Given text:

----

Hometown: Quispamsis, New Brunswick
Major: Sociology and Social Anthropology with a minor in Applied Ethics
Caitlin Grogan is easily recognizable from the #MyDefinition campaign posters hung up around campus, on which she proclaims her passion for activism and lattes, as well as her experience living with borderline personality disorder (BPD) and as a suicide attempt survivor.
“The easiest way to explain it is that people with BPD are born without an emotional skin,” says Grogan. “So, the way a burn victim has no skin and everything is really, really sensitive. That is an analogy for borderline personality disorder.”
Grogan talks openly about her diagnosis and experience with the mental health system, viewing it as an opportunity to help others struggling silently.
“When I was struggling with my mental health I didn’t see an end point,” she explains. “When you don’t have anybody to look up to or look to for support, it’s sort of like you’re all by yourself. It was important to me that I share what I went through so that people don’t feel like they’re alone.”
As Grogan transitioned to high school, she felt her mental health declining and began self-harming. In 2013, she attempted suicide.

----

Records from a data collection:
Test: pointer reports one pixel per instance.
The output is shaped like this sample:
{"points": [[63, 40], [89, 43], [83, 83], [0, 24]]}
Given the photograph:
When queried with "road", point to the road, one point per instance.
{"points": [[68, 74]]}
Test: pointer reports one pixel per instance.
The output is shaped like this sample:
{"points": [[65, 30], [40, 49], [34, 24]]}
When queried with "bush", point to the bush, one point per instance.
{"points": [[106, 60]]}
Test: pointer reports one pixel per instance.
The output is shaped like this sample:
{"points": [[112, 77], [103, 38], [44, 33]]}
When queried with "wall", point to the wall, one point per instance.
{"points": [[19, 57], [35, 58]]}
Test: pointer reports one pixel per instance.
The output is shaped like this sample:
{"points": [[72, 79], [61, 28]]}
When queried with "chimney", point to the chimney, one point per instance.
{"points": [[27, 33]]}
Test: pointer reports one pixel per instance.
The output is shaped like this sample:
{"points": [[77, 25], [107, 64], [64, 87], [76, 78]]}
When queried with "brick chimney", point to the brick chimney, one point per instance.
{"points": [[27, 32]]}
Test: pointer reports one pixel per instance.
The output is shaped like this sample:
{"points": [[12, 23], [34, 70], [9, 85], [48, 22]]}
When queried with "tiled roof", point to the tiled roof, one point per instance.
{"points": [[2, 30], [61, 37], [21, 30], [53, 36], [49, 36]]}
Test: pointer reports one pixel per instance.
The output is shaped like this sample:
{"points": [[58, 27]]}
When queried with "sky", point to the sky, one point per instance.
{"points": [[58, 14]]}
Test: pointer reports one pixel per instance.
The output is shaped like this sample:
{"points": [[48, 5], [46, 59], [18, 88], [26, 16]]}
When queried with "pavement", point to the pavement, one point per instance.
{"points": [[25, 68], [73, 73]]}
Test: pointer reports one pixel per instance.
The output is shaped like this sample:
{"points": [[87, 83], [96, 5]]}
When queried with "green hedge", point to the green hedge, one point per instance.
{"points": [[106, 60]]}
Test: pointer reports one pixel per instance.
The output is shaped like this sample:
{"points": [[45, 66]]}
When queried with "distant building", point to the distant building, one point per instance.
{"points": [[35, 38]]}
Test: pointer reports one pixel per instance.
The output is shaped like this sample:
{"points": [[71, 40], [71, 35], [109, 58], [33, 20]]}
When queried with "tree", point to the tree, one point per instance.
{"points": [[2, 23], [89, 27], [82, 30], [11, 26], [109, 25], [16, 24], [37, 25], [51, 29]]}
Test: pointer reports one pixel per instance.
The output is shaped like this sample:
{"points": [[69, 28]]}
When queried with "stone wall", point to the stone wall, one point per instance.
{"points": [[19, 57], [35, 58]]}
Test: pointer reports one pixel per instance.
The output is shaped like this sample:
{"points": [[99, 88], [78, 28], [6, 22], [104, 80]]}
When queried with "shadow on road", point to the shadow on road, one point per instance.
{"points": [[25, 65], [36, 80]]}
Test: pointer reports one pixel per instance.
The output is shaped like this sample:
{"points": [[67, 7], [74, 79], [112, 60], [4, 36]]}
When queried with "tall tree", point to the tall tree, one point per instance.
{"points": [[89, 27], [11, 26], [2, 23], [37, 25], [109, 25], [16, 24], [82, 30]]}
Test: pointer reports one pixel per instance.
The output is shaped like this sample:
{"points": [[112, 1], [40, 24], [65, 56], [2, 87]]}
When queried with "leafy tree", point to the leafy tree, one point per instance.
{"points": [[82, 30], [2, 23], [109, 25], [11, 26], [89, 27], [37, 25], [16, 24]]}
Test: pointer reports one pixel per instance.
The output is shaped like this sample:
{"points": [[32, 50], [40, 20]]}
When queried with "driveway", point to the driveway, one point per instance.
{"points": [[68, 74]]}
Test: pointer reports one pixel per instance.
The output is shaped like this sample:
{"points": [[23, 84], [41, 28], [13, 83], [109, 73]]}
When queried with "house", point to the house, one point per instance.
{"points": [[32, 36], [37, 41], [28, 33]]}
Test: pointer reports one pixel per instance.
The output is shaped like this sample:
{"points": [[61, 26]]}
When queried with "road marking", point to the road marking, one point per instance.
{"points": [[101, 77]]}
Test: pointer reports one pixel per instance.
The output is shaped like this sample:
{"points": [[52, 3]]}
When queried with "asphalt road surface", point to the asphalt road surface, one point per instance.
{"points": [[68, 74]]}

----

What to work on: Please write the next part of the profile of Caitlin Grogan above, picking up after its last sentence.

Response area:
“I didn’t feel good—ever,” she says. “I never realized that it wasn’t normal to be feeling the way that I was feeling. I just thought that I was being a teenager, that it was normal and that I would grow out of it. Then I realized that it wasn’t something that I was just going to grow out of, and I needed help.”
“I lived in a very small town and I stayed in the hospital for a while. You can’t hide that in a small town. People found out that I was going away and I decided to just say, I’m struggling with my mental health and I’m going to the hospital as I would for a physical health problem.”
Overall, reactions were positive.
“Having people say to me that I’ve inspired them to seek treatment, or talk to their parents about their mental health—that makes my heart happy and my soul warm. Every single comment like that is heartwarming.”
Grogan emphasizes the need to get rid of stigma surrounding mental illnesses, particularly surrounding BPD.
“There are therapists who won’t even treat patients with borderline personality disorder,” she says. “That is something that has really stuck with me—knowing that I have this set of symptoms, and to some people it makes me a bad person.”
While BPD is negatively portrayed in the media, Grogan believes that this is the very reason she needs to be open about it.
“If you look up borderline personality disorder, the first thing that pops up is ‘how to live with someone who has BPD’ as opposed to ‘how to live with BPD,’” she says. “They make it out like it’s harder on the people around us than it is on us. But it is super hard to live with—that’s why one in 10 people living with BPD will die by suicide, and seven in 10 will attempt it. It’s very scary.”
Grogan is proud of the #MyDefinition campaign.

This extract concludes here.